How many lines in the items below contain the string "backpack"? Matching is case-sensitive; reply with the number alone.
** begin DATA TO PROCESS **
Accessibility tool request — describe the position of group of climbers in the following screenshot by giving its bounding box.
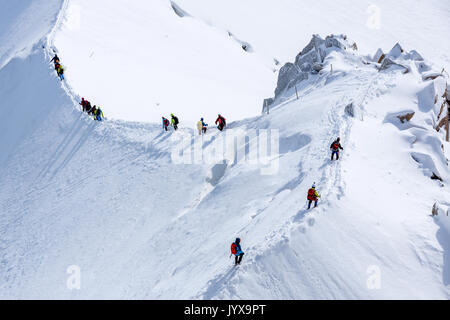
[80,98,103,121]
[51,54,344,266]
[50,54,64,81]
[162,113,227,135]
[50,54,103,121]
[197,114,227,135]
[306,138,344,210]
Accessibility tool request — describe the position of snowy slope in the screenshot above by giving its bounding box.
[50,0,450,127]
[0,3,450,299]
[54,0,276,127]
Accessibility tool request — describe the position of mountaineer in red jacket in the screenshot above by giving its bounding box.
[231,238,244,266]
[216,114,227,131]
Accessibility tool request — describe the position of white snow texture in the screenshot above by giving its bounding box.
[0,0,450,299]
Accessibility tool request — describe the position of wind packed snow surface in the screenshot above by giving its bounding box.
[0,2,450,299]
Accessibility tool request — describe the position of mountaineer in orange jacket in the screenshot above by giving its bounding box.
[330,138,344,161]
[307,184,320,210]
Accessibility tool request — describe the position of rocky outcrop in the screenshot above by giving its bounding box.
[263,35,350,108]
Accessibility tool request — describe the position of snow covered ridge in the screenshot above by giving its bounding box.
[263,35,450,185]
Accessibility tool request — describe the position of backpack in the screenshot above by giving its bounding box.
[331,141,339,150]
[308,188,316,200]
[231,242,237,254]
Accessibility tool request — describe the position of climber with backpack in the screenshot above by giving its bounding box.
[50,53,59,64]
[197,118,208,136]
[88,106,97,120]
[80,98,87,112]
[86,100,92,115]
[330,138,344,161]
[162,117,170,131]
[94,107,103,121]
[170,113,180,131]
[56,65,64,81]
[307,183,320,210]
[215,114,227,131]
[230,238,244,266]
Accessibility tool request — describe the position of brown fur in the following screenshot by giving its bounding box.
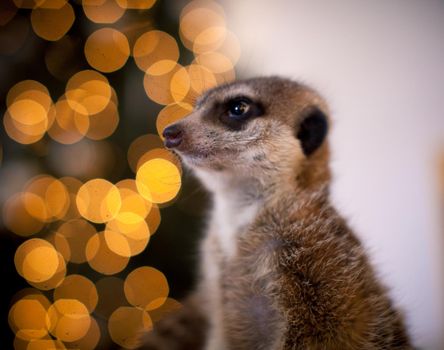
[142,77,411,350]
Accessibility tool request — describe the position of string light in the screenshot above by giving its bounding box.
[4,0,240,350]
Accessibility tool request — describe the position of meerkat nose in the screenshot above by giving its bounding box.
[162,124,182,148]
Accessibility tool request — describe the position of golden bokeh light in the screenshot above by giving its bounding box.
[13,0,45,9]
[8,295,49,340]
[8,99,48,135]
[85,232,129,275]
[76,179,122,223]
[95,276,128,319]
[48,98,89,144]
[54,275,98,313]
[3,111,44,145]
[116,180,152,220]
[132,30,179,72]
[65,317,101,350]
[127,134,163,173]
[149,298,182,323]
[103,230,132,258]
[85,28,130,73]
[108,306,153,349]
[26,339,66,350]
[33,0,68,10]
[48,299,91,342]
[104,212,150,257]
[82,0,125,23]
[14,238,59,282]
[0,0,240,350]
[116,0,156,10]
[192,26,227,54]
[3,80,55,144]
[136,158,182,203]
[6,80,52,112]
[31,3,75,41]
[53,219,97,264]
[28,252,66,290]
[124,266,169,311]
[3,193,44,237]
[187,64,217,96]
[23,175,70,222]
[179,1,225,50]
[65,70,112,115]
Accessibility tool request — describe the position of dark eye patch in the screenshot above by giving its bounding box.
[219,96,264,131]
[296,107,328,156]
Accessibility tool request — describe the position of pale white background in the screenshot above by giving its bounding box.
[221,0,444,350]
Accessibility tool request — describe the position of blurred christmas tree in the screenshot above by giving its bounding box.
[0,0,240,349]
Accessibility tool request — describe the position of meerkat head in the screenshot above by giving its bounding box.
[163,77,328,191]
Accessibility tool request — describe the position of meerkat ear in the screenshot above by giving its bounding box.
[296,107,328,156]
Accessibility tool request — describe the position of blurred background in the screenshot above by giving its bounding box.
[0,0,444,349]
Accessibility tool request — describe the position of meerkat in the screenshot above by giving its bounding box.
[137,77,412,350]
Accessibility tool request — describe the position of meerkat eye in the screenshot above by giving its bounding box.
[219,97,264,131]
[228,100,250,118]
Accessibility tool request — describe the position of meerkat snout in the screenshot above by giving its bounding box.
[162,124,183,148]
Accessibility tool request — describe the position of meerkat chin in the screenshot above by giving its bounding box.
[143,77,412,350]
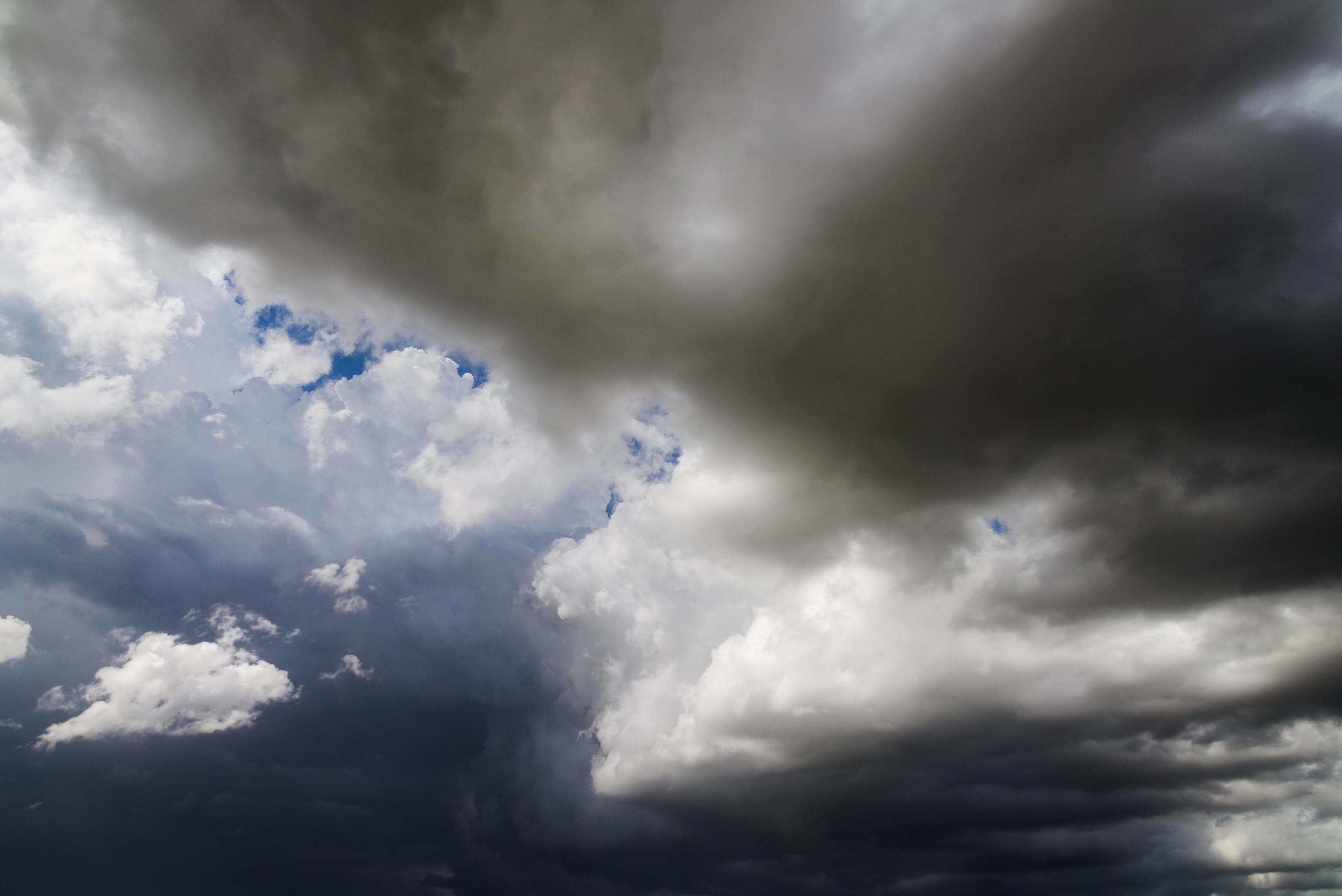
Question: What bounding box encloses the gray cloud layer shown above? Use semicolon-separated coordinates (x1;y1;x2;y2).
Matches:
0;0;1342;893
** end DATA TO PROCESS **
ANSWER FOR THE TASK –
2